### [WHAT YOU ARE ASKED TO DO]
Every line of the records below that holds the word "background" belongs in the answer.
━━━ SUPPLIED ENTRIES
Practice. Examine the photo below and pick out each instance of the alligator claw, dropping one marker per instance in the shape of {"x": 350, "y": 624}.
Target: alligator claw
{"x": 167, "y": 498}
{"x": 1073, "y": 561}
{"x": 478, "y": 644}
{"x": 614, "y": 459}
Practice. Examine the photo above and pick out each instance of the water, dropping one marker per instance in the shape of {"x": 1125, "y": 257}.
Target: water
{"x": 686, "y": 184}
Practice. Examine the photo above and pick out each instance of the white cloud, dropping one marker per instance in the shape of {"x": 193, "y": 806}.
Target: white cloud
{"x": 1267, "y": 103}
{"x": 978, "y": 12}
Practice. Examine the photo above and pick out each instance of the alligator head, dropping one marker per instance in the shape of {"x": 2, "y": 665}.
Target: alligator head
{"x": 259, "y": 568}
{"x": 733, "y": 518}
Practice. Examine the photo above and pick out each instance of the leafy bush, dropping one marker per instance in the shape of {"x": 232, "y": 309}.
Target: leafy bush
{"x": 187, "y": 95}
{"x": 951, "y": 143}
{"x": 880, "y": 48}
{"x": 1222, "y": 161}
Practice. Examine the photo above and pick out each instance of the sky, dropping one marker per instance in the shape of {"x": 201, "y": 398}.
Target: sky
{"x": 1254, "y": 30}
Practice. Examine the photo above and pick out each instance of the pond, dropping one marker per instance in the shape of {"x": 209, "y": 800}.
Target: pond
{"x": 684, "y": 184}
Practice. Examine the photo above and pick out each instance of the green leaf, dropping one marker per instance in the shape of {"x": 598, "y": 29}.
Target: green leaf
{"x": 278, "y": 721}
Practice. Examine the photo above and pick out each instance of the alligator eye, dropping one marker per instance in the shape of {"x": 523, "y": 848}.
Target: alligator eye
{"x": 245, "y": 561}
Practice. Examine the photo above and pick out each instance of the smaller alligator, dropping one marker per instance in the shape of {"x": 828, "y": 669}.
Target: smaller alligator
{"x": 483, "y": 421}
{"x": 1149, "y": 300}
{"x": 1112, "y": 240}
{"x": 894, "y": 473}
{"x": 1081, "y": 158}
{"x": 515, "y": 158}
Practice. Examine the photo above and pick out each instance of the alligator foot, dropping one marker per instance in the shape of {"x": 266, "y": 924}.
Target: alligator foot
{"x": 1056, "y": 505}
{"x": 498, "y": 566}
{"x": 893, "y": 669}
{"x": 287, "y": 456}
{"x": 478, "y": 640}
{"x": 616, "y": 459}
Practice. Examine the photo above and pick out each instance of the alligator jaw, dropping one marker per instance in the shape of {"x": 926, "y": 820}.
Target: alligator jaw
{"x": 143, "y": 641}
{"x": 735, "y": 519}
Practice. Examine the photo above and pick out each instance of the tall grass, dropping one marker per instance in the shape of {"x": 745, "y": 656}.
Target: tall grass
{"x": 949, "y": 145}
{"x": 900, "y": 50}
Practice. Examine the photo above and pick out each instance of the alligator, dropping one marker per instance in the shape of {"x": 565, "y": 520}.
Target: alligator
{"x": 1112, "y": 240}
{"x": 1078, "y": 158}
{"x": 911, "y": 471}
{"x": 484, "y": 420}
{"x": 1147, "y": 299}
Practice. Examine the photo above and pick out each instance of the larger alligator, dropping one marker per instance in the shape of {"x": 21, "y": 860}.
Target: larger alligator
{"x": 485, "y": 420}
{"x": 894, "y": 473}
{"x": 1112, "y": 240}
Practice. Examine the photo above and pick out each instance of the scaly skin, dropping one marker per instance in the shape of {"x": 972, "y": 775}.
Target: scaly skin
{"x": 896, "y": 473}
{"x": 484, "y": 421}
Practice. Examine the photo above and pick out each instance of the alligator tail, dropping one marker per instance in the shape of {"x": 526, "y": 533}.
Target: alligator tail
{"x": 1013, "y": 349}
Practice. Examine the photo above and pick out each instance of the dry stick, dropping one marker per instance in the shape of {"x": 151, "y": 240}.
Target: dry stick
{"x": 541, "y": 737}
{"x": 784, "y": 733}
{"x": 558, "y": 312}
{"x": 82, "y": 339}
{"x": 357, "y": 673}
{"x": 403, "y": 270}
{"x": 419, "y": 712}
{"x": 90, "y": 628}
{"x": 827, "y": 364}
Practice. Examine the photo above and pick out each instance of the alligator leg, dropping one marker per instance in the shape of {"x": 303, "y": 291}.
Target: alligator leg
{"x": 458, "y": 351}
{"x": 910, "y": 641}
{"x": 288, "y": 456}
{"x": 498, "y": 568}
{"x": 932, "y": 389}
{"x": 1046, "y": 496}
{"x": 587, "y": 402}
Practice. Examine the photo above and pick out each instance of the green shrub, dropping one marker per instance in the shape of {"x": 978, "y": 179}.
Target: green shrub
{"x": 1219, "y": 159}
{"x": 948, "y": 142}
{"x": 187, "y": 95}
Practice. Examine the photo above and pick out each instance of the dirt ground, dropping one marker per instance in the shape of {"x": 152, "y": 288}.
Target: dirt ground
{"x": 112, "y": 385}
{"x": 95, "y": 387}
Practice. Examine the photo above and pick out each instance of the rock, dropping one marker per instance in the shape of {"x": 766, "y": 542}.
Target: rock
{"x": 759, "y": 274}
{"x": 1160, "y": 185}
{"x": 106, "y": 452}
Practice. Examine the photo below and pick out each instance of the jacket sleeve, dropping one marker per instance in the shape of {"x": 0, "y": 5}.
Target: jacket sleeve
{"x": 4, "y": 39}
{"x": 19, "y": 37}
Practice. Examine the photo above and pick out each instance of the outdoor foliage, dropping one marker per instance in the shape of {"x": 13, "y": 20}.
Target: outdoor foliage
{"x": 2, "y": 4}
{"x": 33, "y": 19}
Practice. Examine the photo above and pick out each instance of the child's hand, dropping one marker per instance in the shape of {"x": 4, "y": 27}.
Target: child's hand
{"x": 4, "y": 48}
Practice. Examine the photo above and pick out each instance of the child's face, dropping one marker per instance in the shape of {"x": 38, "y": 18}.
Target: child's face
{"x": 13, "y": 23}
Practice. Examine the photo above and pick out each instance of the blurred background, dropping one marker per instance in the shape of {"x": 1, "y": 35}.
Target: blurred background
━━━━━━
### [OUTPUT]
Practice. Examine the photo above and pick out each instance of the blurred background, dropping one marker per instance in the shape of {"x": 1, "y": 35}.
Target: blurred background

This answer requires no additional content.